Dataset entries:
——————————
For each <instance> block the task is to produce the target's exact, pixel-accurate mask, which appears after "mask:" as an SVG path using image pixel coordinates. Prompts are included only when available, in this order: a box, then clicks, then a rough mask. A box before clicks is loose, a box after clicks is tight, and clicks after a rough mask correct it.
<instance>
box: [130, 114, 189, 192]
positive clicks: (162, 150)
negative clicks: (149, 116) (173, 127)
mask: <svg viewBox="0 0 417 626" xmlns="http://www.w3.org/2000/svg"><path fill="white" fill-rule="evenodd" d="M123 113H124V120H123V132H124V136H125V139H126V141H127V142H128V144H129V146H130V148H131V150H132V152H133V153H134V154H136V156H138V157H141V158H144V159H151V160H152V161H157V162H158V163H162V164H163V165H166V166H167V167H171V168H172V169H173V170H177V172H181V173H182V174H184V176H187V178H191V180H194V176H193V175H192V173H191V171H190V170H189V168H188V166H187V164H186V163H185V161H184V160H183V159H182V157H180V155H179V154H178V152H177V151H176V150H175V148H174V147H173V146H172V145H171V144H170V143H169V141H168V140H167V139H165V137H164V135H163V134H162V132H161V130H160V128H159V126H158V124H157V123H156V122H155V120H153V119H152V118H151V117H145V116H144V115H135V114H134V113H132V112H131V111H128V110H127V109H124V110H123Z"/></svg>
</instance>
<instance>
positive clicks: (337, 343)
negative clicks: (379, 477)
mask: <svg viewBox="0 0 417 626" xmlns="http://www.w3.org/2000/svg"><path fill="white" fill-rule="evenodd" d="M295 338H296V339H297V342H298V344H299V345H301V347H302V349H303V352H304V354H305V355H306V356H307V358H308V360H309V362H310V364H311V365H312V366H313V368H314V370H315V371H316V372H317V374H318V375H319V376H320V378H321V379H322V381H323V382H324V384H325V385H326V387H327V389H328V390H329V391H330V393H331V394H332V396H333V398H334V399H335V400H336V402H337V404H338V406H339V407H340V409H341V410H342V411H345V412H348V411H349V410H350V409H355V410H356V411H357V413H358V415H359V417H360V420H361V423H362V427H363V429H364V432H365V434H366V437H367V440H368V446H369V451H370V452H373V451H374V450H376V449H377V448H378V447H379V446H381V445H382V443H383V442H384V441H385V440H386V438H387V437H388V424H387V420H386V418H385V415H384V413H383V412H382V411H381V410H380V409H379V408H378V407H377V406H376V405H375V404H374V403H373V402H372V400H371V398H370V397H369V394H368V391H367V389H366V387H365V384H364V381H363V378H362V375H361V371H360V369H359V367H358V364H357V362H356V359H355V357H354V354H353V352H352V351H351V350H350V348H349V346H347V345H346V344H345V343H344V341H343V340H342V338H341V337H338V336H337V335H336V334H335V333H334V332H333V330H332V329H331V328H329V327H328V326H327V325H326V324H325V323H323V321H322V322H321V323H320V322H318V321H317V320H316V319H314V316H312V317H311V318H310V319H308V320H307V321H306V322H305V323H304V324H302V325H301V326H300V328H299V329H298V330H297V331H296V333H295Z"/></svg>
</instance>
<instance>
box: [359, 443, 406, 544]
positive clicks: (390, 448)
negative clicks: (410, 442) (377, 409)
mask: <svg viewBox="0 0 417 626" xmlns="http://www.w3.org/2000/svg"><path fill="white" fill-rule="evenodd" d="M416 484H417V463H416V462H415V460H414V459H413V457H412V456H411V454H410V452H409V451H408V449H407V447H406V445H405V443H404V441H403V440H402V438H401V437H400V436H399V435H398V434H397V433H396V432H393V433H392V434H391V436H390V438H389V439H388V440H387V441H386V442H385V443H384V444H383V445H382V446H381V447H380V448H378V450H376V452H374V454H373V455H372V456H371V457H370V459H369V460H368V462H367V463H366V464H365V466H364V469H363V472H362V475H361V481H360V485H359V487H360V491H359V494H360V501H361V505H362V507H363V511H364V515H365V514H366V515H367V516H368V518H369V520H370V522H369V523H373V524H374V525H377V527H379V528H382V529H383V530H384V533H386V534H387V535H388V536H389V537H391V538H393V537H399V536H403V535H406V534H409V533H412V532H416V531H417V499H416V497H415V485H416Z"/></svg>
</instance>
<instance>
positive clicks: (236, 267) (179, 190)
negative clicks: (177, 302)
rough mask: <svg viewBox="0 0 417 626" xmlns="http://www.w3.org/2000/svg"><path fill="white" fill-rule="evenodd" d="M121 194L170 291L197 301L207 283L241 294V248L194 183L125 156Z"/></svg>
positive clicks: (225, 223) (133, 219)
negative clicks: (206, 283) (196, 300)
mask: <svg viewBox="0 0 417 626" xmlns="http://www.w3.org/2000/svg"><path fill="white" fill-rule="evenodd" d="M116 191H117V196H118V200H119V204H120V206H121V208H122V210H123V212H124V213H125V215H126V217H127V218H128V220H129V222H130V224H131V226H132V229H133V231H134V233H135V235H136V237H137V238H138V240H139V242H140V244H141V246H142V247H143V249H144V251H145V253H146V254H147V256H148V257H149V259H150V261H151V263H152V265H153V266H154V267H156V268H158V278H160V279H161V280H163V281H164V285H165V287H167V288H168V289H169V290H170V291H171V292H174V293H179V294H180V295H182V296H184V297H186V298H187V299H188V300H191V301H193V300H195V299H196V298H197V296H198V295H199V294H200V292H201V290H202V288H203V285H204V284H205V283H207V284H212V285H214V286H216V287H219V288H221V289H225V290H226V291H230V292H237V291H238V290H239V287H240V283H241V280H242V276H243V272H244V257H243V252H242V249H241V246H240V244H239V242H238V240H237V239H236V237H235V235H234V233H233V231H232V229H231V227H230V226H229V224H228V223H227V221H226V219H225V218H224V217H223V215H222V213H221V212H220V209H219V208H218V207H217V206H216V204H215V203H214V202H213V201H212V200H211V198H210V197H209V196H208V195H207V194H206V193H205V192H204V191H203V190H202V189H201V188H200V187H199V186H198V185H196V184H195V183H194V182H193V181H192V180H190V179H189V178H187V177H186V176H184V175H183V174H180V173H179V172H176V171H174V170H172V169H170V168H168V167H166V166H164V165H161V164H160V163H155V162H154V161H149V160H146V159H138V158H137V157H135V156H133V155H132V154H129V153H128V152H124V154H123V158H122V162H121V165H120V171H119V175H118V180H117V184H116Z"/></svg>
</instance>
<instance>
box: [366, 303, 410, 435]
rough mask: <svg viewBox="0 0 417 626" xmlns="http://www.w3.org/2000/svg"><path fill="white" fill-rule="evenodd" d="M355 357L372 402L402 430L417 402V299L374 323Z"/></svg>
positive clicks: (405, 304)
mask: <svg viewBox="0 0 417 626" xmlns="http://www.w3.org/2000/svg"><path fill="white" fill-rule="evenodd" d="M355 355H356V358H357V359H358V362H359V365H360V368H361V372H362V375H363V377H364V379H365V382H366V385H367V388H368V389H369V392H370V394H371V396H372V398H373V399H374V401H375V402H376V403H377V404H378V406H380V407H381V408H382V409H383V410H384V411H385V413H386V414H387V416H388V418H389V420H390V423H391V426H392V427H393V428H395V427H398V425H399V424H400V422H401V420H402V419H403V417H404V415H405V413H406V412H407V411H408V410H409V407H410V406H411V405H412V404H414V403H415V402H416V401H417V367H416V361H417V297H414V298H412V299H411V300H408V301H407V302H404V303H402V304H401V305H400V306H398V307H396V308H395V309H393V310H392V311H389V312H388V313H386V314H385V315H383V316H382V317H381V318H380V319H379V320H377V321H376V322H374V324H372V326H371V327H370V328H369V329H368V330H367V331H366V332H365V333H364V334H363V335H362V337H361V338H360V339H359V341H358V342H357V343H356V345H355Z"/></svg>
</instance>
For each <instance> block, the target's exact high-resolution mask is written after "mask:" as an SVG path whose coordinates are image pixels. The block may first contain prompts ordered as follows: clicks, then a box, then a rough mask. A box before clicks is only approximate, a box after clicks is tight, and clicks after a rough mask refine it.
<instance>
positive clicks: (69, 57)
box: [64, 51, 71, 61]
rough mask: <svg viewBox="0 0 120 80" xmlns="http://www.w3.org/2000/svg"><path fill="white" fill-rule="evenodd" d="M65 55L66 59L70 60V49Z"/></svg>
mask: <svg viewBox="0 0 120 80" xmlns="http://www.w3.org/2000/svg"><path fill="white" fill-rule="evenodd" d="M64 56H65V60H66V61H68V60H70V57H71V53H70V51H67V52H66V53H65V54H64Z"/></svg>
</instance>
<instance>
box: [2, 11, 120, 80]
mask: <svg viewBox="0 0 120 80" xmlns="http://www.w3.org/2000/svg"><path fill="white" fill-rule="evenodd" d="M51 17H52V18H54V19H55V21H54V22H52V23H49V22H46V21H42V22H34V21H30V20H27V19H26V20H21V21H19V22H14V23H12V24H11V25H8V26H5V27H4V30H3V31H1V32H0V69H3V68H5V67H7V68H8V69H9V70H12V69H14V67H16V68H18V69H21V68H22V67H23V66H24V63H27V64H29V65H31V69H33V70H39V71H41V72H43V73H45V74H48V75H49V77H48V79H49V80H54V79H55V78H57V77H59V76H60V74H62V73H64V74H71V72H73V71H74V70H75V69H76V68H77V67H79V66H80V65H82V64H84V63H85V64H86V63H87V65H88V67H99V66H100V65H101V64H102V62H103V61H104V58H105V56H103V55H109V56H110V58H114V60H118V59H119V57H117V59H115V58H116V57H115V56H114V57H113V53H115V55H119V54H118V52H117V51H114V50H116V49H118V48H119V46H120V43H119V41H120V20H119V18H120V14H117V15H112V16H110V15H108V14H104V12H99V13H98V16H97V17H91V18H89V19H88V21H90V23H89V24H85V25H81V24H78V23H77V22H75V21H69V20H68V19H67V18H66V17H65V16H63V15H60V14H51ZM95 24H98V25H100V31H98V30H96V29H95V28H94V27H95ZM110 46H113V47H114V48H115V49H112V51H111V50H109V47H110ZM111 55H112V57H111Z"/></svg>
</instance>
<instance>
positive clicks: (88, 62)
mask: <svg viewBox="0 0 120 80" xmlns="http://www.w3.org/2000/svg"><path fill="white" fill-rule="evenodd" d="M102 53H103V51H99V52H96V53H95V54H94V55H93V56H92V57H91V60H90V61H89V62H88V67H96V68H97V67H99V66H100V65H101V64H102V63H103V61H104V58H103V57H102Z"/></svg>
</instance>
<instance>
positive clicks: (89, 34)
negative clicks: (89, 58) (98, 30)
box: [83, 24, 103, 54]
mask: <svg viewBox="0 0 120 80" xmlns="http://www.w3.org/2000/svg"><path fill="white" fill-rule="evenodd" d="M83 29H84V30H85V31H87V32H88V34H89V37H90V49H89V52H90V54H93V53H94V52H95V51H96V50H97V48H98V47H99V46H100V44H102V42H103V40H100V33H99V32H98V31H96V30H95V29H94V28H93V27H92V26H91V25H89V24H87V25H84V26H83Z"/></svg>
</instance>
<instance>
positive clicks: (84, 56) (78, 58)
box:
——————————
### Exercise objective
Above are the records; copy every line in them that holds the word "tight".

### Result
For each <instance> block the task is to produce the target's exact, pixel-accurate mask, which appears after "mask:" as an SVG path using image pixel coordinates. Prompts are included only when available, in this order: a box, then clicks, then a rough mask. A box before clicks is loose, a box after clicks is tight, and clicks after a rough mask correct it.
For each <instance> block, the target's exact high-resolution mask is written after "mask:" as an SVG path whose coordinates are image pixels. The block may first contain prompts ordered as follows: clicks, then a box, then a rough mask. A box before clicks is only approximate, a box after clicks is tight, and clicks after a rough mask refine it.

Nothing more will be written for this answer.